[Text provided]:
MOSCOW (Reuters) - President Vladimir Putin on Thursday prolonged until April 30 a paid non-working period across Russia, stepping up measures to stem the spread of coronavirus just a week after the Kremlin said there was no epidemic.
Russia, which has reported 3,548 cases and 30 deaths, has already imposed a partial lockdown on many regions, including the capital Moscow, which has become the epicentre of the country’s outbreak.
Click tmsnrt.rs/3aIRuz7 in a separate browser for GRAPHIC tracking the global spread of coronavirus.
In a televised speech on Thursday, Putin said the partial lockdown and this week’s non-working period had helped slow the contagion, but an extension was needed.
Putin said the heads of Russian regions will get extra powers as by the end of this week they will have to draw up measures to ensure people’s security and stability of economies and core infrastructure.
The regions themselves will decide which regime they prefer and which institutions and organisations should suspend their activities or can continue working, Putin said.
Hours later, Moscow Mayor Sergei Sobyanin said the city’s restrictions would stay in place until May 1. Residents are allowed to leave their homes to buy food or medicine nearby, get urgent medical treatment, walk the dog or take out the rubbish.
Moscow Region, which rings the capital, also said it would extend its lockdown until May 1.

[Extracted entries]:

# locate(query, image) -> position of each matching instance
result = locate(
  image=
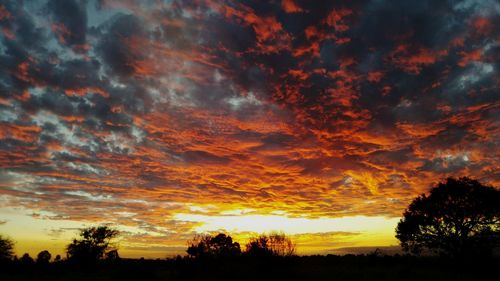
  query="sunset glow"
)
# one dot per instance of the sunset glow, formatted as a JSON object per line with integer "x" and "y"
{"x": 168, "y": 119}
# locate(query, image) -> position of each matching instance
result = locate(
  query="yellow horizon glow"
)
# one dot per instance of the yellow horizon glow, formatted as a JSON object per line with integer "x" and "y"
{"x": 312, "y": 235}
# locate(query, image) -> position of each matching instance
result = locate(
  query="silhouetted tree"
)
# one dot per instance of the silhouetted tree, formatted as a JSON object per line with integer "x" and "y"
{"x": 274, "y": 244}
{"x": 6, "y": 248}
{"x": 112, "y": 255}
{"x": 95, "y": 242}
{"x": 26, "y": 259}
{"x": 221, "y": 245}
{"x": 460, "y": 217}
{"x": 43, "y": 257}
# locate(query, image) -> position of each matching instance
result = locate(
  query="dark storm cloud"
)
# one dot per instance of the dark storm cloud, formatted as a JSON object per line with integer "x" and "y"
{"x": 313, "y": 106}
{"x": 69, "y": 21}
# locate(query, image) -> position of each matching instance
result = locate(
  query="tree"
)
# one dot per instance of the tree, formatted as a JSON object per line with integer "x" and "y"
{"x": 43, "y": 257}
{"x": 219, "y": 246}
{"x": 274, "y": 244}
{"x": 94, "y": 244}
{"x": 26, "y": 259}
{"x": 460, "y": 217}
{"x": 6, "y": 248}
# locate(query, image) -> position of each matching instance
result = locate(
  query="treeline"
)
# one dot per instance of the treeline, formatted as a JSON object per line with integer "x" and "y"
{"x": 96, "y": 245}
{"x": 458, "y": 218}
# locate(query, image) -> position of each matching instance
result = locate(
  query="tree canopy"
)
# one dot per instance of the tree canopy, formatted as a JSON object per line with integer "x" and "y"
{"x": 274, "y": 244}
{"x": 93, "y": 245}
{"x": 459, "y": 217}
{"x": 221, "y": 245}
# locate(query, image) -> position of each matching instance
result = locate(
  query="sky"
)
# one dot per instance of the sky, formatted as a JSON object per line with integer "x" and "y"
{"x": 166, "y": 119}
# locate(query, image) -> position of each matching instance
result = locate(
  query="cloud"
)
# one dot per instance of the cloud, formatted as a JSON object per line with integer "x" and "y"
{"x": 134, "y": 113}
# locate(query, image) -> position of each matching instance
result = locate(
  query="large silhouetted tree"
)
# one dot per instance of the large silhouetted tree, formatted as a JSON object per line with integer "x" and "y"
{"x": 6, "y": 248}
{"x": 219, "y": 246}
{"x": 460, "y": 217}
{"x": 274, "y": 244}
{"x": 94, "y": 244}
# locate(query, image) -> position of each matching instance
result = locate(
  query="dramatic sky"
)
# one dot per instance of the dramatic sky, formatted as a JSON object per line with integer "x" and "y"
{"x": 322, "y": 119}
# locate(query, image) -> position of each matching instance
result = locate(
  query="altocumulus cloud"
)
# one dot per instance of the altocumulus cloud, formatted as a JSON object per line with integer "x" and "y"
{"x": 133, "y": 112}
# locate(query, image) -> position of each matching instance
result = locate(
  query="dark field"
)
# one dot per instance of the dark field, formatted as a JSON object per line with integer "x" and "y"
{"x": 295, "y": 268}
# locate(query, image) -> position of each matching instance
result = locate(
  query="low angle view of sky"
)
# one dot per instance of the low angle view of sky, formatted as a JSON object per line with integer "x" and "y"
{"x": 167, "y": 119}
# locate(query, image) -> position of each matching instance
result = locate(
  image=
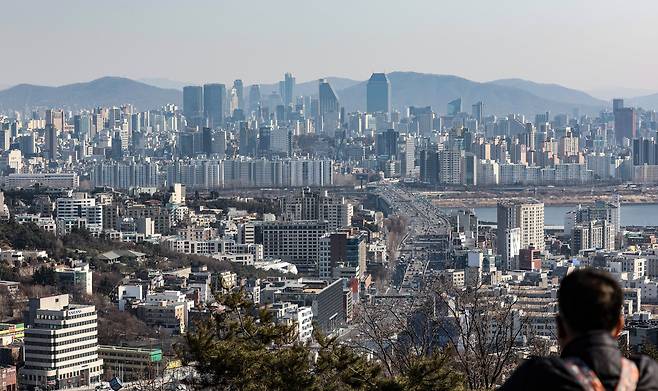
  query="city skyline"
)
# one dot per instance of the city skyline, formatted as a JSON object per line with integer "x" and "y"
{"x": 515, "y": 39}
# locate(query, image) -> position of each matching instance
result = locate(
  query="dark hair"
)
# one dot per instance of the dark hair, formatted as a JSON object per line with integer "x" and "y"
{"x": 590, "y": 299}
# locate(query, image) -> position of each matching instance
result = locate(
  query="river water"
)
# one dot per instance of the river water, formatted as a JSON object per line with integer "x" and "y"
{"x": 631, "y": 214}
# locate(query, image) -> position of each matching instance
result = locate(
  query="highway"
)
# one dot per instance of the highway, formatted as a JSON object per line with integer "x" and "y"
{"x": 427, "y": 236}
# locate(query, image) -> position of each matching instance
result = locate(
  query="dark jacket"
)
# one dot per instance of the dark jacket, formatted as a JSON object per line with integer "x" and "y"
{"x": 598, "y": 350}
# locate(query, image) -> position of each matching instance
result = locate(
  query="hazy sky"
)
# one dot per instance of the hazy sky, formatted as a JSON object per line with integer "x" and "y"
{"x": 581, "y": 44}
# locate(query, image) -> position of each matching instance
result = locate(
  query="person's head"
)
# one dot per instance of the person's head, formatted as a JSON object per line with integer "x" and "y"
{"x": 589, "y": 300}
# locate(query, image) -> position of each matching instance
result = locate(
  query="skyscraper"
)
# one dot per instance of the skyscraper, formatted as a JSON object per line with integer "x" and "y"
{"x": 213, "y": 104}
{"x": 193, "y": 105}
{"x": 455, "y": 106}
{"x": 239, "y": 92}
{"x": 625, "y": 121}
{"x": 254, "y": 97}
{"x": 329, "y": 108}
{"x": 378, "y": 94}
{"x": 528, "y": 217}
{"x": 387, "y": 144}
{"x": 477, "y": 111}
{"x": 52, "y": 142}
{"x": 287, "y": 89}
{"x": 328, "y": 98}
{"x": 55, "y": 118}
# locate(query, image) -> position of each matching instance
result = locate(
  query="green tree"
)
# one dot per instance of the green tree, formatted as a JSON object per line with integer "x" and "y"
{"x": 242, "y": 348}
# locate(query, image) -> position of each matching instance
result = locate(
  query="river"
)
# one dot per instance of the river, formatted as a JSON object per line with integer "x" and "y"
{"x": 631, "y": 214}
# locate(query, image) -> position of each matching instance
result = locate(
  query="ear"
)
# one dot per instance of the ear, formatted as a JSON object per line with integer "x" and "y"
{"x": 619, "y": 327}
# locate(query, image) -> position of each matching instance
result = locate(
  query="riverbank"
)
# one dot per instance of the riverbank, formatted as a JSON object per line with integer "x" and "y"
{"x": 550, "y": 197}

[Problems and tasks]:
1/ Answer these questions from the report on Russia's coronavirus measures:
(a) Until what date did Putin prolong the paid non-working period?
(b) How many cases and deaths had Russia reported?
(c) Until what date did Sergei Sobyanin say Moscow's restrictions would stay in place?
2/ Reproduce the passage of the report on Russia's coronavirus measures that opens with the words containing "Click tmsnrt.rs/3aIRuz7 in" and closes with "working, Putin said.".
The records are unrelated to the report on Russia's coronavirus measures and stand apart from it.

[Task-by-task answers]:
1/
(a) April 30
(b) 3,548 cases and 30 deaths
(c) May 1

2/
Click tmsnrt.rs/3aIRuz7 in a separate browser for GRAPHIC tracking the global spread of coronavirus.
In a televised speech on Thursday, Putin said the partial lockdown and this week’s non-working period had helped slow the contagion, but an extension was needed.
Putin said the heads of Russian regions will get extra powers as by the end of this week they will have to draw up measures to ensure people’s security and stability of economies and core infrastructure.
The regions themselves will decide which regime they prefer and which institutions and organisations should suspend their activities or can continue working, Putin said.